** Work required **
From the Feldera contribution guide below, extract the passage between "Our known dependencies" and "least Java 19)", inclusive, copying it word for word.

** Selected text **
========

The Feldera team welcomes contributions from the community. Before you start working with Feldera, please read our Developer Certificate of Origin (DCO). To acknowledge the DCO, sign your commits by adding Signed-off-by: Your Name <your@email.com> to the last line of each Git commit message. Your signature certifies that you wrote the patch or have the right to pass it on as an open-source patch. The e-mail address used to sign must match the e-mail address of the Git author. If you set your user.name and user.email git config values, you can sign your commit automatically with git commit -s.

Dependencies

Our team develops and tests using Linux and MacOS. Windows Subsystem for Linux works fine too.

The Feldera container images and CI workflows use Linux. You can see our setup in our Dockerfile and Earthfile.

Our known dependencies are:

  • Runtime
    • a Rust tool chain (install rustup and the default toolchain)
      • this will need a C and C++ compiler installed (e.g., gcc, gcc++)
      • cmake
      • libdev-ssl
  • SQL Compiler
    • a Java Virtual Machine (at least Java 19)
      • maven
    • graphviz
  • Cloud and UI

Additional dependencies are automatically installed by the Rust, maven, Python, and typescript build tools.

Contribution Flow

Forking

We recommend forking the Feldera repository and contributing from a fork. This page has instructions on how to fork a repository. After forking do not forget to add Feldera as a remote repository:

git remote add upstream https://github.com/feldera/feldera.git

Workflow

This is a rough outline of what a contributor's workflow looks like:

  • Create a topic branch from where you want to base your work
  • Make commits of logical units
  • Make sure your commit messages are in the proper format (see below)
  • Push your changes to a topic branch in the repository (push to your fork if you don't have commit access to the Feldera repository --- pushing directly to the repo is preferred because then CI will be able to add benchmark results to the PR in the comments).
  • Submit a pull request

Example:

git checkout -b my-new-feature main
git commit -a
git push origin my-new-feature

Staying In Sync With Upstream

When your branch gets out of sync with the feldera/main branch, use the following to update:

git checkout my-new-feature
git fetch -a
git pull --rebase upstream main
git push --force-with-lease upstream my-new-feature

If you don't have permissions replace the last command with

git push --force-with-lease origin my-new-feature

Updating pull requests

If your PR fails to pass CI or needs changes based on code review, you'll most likely want to squash these changes into existing commits.

========

Object pointing records for photos

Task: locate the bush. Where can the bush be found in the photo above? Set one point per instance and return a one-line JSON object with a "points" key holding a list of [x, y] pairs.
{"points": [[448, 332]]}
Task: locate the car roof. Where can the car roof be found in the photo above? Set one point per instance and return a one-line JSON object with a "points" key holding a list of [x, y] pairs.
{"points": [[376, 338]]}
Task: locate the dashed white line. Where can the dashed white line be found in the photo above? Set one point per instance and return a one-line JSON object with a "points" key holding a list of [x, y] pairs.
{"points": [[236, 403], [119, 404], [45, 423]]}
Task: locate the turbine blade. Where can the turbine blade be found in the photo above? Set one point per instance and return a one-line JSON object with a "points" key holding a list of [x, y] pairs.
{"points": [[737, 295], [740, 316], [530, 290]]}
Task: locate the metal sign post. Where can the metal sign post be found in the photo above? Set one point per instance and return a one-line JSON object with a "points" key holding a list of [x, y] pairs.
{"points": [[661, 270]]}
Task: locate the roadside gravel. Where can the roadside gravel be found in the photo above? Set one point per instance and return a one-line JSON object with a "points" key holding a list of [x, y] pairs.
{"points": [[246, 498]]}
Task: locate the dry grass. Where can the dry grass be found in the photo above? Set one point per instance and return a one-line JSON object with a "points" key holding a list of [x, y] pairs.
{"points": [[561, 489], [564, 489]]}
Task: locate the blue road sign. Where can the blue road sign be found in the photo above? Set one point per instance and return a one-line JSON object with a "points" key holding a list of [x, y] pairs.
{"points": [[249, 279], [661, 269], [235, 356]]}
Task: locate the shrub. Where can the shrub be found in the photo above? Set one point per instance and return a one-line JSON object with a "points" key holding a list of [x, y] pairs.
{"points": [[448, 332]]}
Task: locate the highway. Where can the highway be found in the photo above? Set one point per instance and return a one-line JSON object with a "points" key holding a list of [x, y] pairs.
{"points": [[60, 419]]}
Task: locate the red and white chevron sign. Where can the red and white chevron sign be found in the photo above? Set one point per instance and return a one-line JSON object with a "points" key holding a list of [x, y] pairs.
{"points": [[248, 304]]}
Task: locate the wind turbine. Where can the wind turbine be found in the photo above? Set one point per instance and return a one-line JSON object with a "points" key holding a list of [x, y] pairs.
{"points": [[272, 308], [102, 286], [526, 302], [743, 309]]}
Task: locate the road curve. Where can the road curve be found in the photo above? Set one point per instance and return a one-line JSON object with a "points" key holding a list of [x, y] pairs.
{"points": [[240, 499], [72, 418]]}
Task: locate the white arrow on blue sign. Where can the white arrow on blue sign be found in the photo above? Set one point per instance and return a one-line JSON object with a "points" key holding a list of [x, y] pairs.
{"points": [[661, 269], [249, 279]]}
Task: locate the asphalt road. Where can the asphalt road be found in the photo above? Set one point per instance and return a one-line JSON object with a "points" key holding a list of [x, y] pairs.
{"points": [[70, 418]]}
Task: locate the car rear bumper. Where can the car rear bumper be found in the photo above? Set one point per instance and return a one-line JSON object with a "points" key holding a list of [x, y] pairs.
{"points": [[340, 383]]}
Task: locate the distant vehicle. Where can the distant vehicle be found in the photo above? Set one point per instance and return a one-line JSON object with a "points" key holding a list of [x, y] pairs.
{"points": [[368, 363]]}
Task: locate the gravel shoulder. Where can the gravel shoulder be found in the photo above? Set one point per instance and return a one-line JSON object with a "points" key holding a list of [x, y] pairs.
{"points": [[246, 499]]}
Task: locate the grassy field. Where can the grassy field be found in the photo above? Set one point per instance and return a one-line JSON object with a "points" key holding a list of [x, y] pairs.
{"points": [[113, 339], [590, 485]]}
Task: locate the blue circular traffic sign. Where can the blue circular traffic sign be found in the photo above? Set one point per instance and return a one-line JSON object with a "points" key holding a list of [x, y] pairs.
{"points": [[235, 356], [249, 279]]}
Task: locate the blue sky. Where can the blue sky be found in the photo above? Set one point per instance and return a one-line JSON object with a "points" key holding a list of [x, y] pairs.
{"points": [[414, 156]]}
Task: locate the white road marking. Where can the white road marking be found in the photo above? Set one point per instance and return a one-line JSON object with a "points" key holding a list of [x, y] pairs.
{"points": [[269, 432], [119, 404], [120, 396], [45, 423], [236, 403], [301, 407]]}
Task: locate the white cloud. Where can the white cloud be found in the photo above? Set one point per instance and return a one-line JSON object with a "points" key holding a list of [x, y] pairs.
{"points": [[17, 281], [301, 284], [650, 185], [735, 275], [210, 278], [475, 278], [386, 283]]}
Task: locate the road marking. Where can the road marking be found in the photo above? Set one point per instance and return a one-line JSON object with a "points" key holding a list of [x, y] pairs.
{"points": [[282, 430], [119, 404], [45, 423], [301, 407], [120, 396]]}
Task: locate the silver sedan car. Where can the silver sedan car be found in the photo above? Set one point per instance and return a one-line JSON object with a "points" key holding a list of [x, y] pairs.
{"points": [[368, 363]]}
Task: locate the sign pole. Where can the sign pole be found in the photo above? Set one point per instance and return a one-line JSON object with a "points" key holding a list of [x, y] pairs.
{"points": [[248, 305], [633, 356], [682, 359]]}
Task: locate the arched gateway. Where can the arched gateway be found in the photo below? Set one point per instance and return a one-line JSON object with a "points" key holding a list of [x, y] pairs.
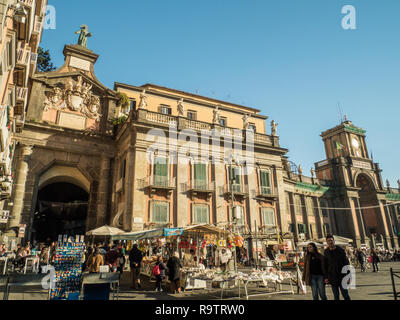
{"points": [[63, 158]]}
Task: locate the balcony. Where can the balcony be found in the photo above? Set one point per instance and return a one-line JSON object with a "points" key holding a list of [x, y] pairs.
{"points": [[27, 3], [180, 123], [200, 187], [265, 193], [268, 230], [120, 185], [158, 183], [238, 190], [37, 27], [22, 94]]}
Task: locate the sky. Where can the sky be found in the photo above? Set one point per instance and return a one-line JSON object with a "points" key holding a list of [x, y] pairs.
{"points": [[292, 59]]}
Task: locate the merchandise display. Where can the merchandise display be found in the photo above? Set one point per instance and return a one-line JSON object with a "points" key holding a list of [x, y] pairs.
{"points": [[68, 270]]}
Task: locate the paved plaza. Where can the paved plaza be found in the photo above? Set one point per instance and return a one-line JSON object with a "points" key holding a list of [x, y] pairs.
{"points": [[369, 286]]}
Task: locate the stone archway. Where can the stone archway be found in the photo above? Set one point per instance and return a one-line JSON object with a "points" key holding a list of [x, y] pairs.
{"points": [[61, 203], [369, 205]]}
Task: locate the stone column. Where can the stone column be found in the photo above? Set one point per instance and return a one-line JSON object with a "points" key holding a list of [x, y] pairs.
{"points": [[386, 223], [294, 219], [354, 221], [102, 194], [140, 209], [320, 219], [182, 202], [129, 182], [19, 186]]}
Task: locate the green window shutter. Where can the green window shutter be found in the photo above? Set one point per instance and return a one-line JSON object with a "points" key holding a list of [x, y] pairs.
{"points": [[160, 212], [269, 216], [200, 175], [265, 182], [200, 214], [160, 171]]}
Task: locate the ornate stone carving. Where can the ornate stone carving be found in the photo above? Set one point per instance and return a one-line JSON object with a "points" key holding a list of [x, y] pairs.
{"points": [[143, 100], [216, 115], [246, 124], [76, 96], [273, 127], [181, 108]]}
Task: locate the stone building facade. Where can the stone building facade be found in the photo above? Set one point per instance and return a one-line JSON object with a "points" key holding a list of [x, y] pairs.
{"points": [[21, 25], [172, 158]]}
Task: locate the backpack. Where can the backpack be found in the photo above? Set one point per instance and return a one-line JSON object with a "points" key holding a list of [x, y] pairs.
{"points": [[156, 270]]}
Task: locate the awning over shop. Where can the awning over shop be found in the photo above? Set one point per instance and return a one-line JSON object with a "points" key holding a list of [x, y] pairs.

========

** Response to the task **
Our known dependencies are:

  • Runtime
    • a Rust tool chain (install rustup and the default toolchain)
      • this will need a C and C++ compiler installed (e.g., gcc, gcc++)
      • cmake
      • libdev-ssl
  • SQL Compiler
    • a Java Virtual Machine (at least Java 19)